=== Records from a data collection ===
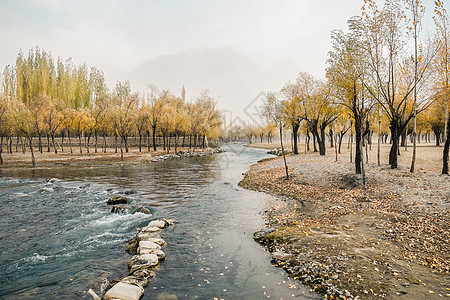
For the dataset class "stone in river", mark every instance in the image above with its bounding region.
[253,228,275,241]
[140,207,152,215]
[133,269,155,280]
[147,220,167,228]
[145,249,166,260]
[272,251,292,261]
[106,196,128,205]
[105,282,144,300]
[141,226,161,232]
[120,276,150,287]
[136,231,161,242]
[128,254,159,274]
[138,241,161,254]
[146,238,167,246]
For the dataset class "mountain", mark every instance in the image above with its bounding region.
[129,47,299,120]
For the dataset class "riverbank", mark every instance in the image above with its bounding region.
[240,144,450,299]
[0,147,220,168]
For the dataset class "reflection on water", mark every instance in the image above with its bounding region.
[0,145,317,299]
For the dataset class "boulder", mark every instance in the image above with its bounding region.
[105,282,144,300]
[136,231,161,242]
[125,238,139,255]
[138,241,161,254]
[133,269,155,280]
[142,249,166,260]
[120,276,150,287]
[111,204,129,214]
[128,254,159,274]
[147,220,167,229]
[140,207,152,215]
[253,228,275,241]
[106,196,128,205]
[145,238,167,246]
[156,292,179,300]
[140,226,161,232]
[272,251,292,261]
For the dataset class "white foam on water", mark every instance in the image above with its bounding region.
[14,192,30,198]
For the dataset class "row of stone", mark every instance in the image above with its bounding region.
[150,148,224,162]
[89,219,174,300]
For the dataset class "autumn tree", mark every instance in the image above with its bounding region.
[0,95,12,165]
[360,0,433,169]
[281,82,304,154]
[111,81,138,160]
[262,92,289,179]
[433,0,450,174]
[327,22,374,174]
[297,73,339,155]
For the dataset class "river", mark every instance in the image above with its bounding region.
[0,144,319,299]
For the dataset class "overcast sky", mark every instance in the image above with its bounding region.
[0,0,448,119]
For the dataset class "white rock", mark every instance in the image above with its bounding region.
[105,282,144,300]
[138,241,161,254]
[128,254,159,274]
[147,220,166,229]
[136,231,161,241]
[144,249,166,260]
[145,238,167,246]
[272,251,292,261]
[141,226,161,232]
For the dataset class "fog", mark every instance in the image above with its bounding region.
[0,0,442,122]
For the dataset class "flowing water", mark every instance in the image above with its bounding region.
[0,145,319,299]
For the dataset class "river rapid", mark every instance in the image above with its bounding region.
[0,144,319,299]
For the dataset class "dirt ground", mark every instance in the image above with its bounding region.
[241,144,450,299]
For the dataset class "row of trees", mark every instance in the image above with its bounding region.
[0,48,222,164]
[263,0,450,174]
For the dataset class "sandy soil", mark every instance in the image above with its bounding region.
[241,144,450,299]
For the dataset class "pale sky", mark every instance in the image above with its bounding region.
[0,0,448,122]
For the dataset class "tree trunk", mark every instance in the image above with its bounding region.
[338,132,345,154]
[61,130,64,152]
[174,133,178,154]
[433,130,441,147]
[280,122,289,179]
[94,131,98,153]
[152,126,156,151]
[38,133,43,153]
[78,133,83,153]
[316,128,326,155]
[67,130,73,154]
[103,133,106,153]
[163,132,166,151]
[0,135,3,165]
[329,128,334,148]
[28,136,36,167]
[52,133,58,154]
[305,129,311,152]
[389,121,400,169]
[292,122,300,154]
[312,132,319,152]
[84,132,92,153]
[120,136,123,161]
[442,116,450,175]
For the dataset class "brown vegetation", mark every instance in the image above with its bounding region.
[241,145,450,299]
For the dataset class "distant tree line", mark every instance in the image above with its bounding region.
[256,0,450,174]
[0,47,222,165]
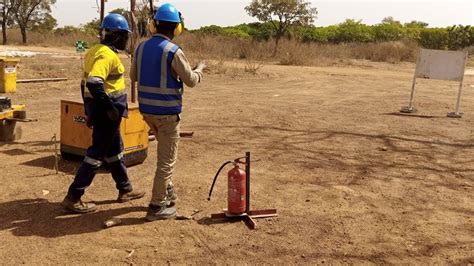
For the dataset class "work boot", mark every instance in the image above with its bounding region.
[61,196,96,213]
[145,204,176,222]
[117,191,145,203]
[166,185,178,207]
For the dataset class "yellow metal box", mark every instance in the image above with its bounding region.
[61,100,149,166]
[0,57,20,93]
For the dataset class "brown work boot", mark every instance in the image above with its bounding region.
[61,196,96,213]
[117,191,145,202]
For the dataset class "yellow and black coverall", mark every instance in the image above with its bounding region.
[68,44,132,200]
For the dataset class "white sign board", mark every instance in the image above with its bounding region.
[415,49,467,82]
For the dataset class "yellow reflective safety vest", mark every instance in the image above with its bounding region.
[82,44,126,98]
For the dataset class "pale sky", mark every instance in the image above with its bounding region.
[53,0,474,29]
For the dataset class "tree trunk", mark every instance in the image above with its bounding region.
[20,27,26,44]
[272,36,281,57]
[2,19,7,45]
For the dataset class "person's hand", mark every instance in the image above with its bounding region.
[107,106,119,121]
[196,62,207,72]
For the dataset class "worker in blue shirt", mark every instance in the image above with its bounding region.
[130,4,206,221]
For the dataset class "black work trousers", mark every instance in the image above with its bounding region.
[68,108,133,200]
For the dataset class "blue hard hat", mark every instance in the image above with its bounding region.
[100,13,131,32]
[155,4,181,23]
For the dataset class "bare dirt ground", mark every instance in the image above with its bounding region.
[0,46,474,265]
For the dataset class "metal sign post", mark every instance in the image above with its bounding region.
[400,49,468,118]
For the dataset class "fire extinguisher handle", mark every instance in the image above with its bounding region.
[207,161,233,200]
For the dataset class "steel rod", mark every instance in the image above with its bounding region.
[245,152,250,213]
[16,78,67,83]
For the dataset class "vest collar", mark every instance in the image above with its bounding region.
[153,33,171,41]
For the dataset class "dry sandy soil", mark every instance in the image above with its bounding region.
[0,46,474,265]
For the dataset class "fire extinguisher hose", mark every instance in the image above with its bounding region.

=== WHAT IS BEING ASKED ===
Can you update the listing above so that every "dataset class" becomes "annotation category", with nothing else altered? Leave the pictures out of your answer.

=== RESULT BELOW ===
For the annotation category "stone in river", mark every instance in the image above with its bounding region.
[253,228,275,241]
[140,207,152,215]
[133,269,155,280]
[147,220,167,228]
[145,249,166,260]
[272,251,292,261]
[106,196,128,205]
[105,282,144,300]
[141,226,161,232]
[120,276,150,287]
[136,231,161,242]
[128,254,159,274]
[138,241,161,254]
[146,238,167,246]
For the annotation category "mountain", mark every instance in the image above with its bounding region.
[129,47,299,120]
For the annotation category "riverbank", mark every instance in the image above with its bounding region.
[240,144,450,299]
[0,147,220,168]
For the annotation category "reflection on water", mark every instance in the image above with its bounding region.
[0,145,317,299]
For the annotation category "boulder", mark every instance in the image above with its bounding region.
[105,282,144,300]
[136,231,161,242]
[125,238,139,255]
[138,241,161,254]
[133,269,155,280]
[142,249,166,260]
[120,276,150,287]
[111,204,129,214]
[128,254,159,274]
[147,220,167,229]
[140,207,152,215]
[253,228,275,241]
[106,196,128,205]
[145,238,167,246]
[156,292,179,300]
[140,226,161,232]
[272,251,292,261]
For the annotation category "white foam on water", mark every instance in the image above with its bounding region.
[14,192,30,198]
For the annotation category "row of stone", mark every instance in the image above with its bounding region.
[150,148,224,162]
[89,219,174,300]
For the annotation category "autumn tree", mark every instance in the image above with its bounding region.
[0,95,12,165]
[360,0,433,169]
[281,82,304,154]
[111,81,138,160]
[262,92,289,179]
[433,0,450,174]
[327,22,374,174]
[297,73,339,155]
For the annotation category "river", mark every instance in the image above with its bounding region.
[0,144,319,299]
For the annotation category "overcast sky", mark every instance in the image above with its bounding region.
[0,0,448,119]
For the annotation category "white rock", mark every instance in the image above with its bounding region.
[105,282,144,300]
[138,241,161,254]
[128,254,159,274]
[147,220,166,229]
[136,231,161,241]
[144,249,166,260]
[145,238,167,246]
[272,251,292,261]
[141,226,161,232]
For the annotation category "fog", mark every instance in the image above with its bounding region.
[0,0,442,122]
For the annotation category "flowing water", mark every instance in the image above with its bounding region.
[0,145,319,299]
For the annotation category "river rapid", mark every instance in the image above with its bounding region.
[0,144,319,299]
For the annotation category "dirt ground", mark every instance in the image above with its bounding region.
[241,144,450,299]
For the annotation category "row of trees", mark every instance in the image above with its bounding region.
[0,48,222,164]
[263,0,450,174]
For the annotation category "sandy soil", mark every instance in the image above with its bounding region.
[241,144,450,299]
For the annotation category "pale sky", mark every instance in the image above with its bounding region.
[0,0,448,122]
For the annotation category "tree trunk", mark every instance in the image above with its bounding region.
[338,132,345,154]
[61,130,64,152]
[174,133,178,154]
[433,130,441,147]
[280,122,289,179]
[94,131,98,153]
[152,126,156,151]
[38,133,43,153]
[78,133,83,153]
[316,128,326,155]
[67,130,73,154]
[103,133,106,153]
[163,132,166,151]
[0,135,3,165]
[329,128,334,148]
[28,136,36,167]
[52,133,58,154]
[305,129,311,152]
[389,121,400,169]
[292,122,300,154]
[312,132,319,152]
[84,132,92,153]
[120,136,123,161]
[442,116,450,175]
For the annotation category "brown vegetation", mark every instance in the image above with its bounding region.
[241,145,450,299]
For the annotation category "distant tree line", mark every instance in the image above with its bounding region.
[256,0,450,174]
[0,47,222,165]
For the annotation category "work boot", mark every instance in the image above with its bounding region.
[61,196,96,213]
[145,204,176,222]
[117,191,145,203]
[166,185,178,207]
For the annotation category "yellow metal box", mark every instance in the image above with its bounding region.
[61,100,149,166]
[0,57,20,93]
For the annotation category "brown work boot", mark every instance in the image above with its bounding region.
[61,196,96,213]
[117,191,145,202]
For the annotation category "yellow and black coverall", mark every instance in the image above with its bounding region.
[68,44,132,200]
For the annotation category "white sign board", mark every instance in the image above with its bounding region.
[415,49,467,82]
For the annotation category "yellow reflective safety vest", mark every instance in the image above with its bounding region.
[82,44,126,98]
For the annotation category "pale sky", mark every instance in the image above with its bounding region.
[53,0,474,29]
For the annotation category "tree trunk", mark every instance in the image above with its bounding region.
[20,27,26,44]
[272,36,281,57]
[2,19,7,45]
For the annotation category "person's hand", mark every instance in the image above with its bounding region.
[107,106,119,121]
[196,62,207,72]
For the annotation category "worker in blue shirt", mark every instance in the image above with its bounding region.
[130,4,206,221]
For the annotation category "black work trousers", mark every instance in the image above with its bounding region.
[68,108,133,200]
For the annotation category "blue hard hat", mark every instance in the image above with its bounding region.
[100,13,131,32]
[155,4,181,23]
For the annotation category "bare dirt ground", mark every instance in the image above with its bounding region.
[0,46,474,265]
For the annotation category "metal sign post", mark every instance in the image above with its bounding region.
[400,49,468,118]
For the annotation category "fire extinguisher handle", mark every instance in the image above with its bounding region.
[207,161,233,200]
For the annotation category "steel rod", mark every instance in the image above with its bounding region.
[245,152,250,213]
[16,78,67,83]
For the annotation category "vest collar", mark every instance in the image above with its bounding region.
[153,33,171,41]
For the annotation category "dry sandy soil", mark every instance in the image above with its bounding region.
[0,46,474,265]
For the annotation category "fire extinguisher hose", mark every instance in the image above with its bounding region.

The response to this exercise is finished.